## Instructions for the task
Retype all of the data. Every line must match exactly.
*** Record list
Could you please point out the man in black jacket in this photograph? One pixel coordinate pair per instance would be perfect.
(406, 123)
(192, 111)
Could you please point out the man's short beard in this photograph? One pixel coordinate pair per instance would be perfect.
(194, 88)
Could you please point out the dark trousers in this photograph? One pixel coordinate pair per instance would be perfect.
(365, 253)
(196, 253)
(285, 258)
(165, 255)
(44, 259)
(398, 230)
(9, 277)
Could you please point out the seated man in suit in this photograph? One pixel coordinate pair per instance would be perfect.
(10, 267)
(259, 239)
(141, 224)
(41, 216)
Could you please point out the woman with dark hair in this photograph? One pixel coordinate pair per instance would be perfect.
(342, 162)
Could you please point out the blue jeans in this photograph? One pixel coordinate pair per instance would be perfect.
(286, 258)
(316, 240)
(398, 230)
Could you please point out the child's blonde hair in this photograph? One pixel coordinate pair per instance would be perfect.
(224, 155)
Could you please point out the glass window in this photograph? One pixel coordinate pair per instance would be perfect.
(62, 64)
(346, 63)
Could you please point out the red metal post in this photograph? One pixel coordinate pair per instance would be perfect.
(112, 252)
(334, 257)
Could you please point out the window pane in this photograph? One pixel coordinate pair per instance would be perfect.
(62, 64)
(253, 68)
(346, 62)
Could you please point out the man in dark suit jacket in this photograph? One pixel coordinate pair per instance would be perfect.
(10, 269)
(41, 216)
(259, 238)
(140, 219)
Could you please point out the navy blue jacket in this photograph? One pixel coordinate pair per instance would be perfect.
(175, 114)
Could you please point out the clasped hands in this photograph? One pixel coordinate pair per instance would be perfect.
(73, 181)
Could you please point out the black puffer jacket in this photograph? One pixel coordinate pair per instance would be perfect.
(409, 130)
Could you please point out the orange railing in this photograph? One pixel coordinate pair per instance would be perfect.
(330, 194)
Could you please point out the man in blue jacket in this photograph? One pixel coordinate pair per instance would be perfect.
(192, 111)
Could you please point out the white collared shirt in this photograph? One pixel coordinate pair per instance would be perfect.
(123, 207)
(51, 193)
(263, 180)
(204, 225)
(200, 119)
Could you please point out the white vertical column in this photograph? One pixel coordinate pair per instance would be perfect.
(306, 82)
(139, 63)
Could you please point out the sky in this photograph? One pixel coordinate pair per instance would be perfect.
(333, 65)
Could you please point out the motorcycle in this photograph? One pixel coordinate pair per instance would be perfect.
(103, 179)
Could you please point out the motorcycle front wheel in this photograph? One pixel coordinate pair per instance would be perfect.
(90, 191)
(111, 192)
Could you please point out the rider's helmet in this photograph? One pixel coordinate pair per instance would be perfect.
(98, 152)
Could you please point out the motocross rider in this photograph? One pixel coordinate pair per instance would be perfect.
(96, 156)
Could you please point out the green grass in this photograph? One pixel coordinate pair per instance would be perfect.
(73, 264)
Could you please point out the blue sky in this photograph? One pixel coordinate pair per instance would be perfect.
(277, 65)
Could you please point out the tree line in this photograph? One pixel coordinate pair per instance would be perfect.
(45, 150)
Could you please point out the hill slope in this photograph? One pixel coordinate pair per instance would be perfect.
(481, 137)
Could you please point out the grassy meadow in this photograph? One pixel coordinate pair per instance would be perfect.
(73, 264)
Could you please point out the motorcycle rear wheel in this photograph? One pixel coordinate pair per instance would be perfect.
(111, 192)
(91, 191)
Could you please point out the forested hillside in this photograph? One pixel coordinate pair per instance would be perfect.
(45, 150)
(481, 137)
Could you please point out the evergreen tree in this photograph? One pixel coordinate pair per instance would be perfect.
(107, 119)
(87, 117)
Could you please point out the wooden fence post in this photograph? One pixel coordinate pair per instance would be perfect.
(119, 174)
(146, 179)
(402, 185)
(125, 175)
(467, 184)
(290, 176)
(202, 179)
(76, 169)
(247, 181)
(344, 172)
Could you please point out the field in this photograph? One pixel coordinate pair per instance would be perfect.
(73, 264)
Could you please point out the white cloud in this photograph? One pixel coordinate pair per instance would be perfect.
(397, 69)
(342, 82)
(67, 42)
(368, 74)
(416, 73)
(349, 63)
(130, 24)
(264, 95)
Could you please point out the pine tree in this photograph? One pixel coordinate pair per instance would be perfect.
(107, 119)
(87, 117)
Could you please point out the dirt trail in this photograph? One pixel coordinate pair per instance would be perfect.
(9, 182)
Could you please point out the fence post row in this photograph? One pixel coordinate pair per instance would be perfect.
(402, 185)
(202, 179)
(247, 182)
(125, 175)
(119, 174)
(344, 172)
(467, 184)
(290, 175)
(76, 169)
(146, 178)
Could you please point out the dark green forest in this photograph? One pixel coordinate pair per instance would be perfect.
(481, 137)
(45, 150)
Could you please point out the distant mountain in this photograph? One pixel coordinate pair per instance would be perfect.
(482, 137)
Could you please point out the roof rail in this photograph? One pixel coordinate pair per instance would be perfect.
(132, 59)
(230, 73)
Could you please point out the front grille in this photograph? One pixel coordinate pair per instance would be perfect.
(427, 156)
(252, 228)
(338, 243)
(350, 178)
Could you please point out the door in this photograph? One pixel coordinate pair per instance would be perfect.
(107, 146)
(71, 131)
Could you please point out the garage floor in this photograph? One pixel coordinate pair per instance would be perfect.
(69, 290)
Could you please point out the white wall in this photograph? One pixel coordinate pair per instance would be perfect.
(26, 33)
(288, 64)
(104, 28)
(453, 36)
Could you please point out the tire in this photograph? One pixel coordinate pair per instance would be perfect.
******
## Final answer
Could you please point out the man in black jacket in this photograph? One pixel coordinate pair per instance would be perfect.
(406, 123)
(192, 111)
Could you please point out the man's short beard in this photograph? One pixel coordinate pair per instance would be perfect.
(194, 88)
Could you please point out the dark trousers in this photograph? One pixel coordinate pair per instance would be perfect.
(365, 253)
(196, 253)
(285, 258)
(165, 255)
(44, 259)
(398, 230)
(9, 277)
Could you please point out the seated man in suit in this photograph? One pixel coordinate pair per instance would be perfect.
(10, 267)
(259, 239)
(141, 224)
(41, 216)
Could you please point out the woman with dark hair in this photograph? One pixel coordinate pair per instance would be perfect.
(342, 162)
Could you please point out the blue jeans in this photograph? One pixel coordinate pair per instance would be perfect.
(286, 258)
(316, 240)
(398, 230)
Could you please point out the child's blonde hair in this photograph? One pixel coordinate pair per instance would be perfect.
(224, 155)
Could you please point out the glass window in this photograph? One pixel coordinate pair per instance would be perfect.
(62, 64)
(346, 63)
Could you please point out the red metal post in this photograph? One pixel coordinate pair per instance would be perfect.
(112, 252)
(334, 257)
Could you please point out the window pane in this photograph? One pixel coordinate pair per instance would be perfect.
(62, 64)
(253, 68)
(346, 62)
Could you please point out the man in dark suit jacket in this photograph? One pixel coordinate pair per instance would be perfect.
(10, 269)
(41, 216)
(259, 238)
(140, 219)
Could you please point out the navy blue jacket in this photograph? One pixel coordinate pair per instance would be perfect.
(175, 114)
Could you please point out the clasped hands in this photograph? One pixel coordinate pair per instance would be perfect.
(73, 181)
Could you please point out the black puffer jacket in this photograph? One pixel coordinate pair per instance would be perfect.
(409, 130)
Could you please point out the orange railing in this photograph? One pixel coordinate pair per instance would be perfect.
(330, 194)
Could you please point out the man in blue jacket in this photograph? One pixel coordinate pair per instance would be perfect.
(192, 111)
Could you please point out the white collared shirt in this photograph? One pixel coordinate pair per instance would be perfect.
(123, 207)
(51, 193)
(263, 180)
(204, 225)
(200, 119)
Could you please point out the white vertical column in this photograph? One pixel coordinate pair per instance would be perfect.
(306, 82)
(139, 63)
Could you please point out the sky in this photograph? One pixel coordinate pair per instance would be perfect.
(333, 65)
Could you please point out the motorcycle in this photograph? One pixel coordinate pair per instance would be perfect.
(103, 179)
Could you please point out the motorcycle front wheel in this photograph? One pixel coordinate pair per instance would be perfect.
(90, 191)
(111, 192)
Could you please point out the rider's helmet in this photograph? One pixel coordinate pair per instance would be perfect.
(98, 152)
Could you please point out the motocross rider in this photograph? One pixel coordinate pair per instance would be perfect.
(96, 156)
Could you please point out the green grass in this photograph? One pixel coordinate pair per instance would be perfect.
(73, 264)
Could you please point out the blue sky in this photograph? One pixel coordinate pair per instance would be perfect.
(277, 65)
Could you please point out the tree line in this photograph? One pixel coordinate pair per instance would be perfect.
(45, 150)
Could you please point out the hill slope in this photograph? One pixel coordinate pair per instance would be perfect.
(481, 137)
Could you please point out the grassy meadow in this photograph? One pixel coordinate pair per instance would be perfect.
(73, 264)
Could you please point out the motorcycle rear wheel in this photograph? One pixel coordinate pair per instance would be perfect.
(111, 192)
(91, 191)
Could you please point out the forested hillside in this photograph? One pixel coordinate pair per instance would be perfect.
(45, 150)
(481, 137)
Could you please point out the evergreen tree in this photograph? One pixel coordinate pair per instance would be perfect.
(107, 119)
(87, 117)
Could you please point out the wooden fence post in this photograph? One pixel coordinate pair per instance would be perfect.
(119, 174)
(146, 179)
(402, 185)
(125, 175)
(467, 184)
(290, 176)
(202, 179)
(76, 169)
(247, 181)
(344, 172)
Could you please point out the field in this photograph? One pixel coordinate pair per instance would be perfect.
(73, 264)
Could you please point out the white cloud in this photograph? One pixel coordinate pair per instance would be perfect.
(397, 69)
(342, 82)
(67, 42)
(368, 74)
(416, 73)
(349, 63)
(130, 24)
(264, 95)
Could you please point out the pine tree in this photograph? One pixel coordinate pair per instance would be perfect.
(107, 119)
(87, 117)
Could you please point out the dirt trail in this photograph? One pixel coordinate pair per instance would be perfect.
(9, 182)
Could you please point out the fence post row in this photograph? One pixel coordinate pair per instance would be perfect.
(402, 185)
(202, 179)
(247, 182)
(125, 175)
(119, 174)
(344, 172)
(467, 184)
(290, 175)
(76, 169)
(146, 178)
Could you please point out the dark green forest in this photograph? One pixel coordinate pair per instance would be perfect.
(481, 137)
(45, 150)
Could you please point out the distant mountain in this photograph? One pixel coordinate pair per instance would be perfect.
(482, 137)
Could you please point out the roof rail in this photograph? One pixel coordinate pair per instance would be perfect.
(132, 59)
(230, 73)
Could you please point out the front grille in this photograph? One pixel coordinate pair per instance would be perfect.
(427, 156)
(252, 228)
(338, 243)
(350, 178)
Could you please point out the door in this photograph? One pixel coordinate pair per instance would be perfect.
(107, 146)
(71, 131)
Could you please point out the garage floor in this photograph? One pixel coordinate pair per instance would be perfect.
(69, 290)
Could you please point out the white wall in this photograph? One pixel coordinate pair per instance would be perfect.
(26, 33)
(288, 64)
(104, 28)
(453, 36)
Could you please point out the tire in this photograph? One pixel coordinate pair per instance would be perfect.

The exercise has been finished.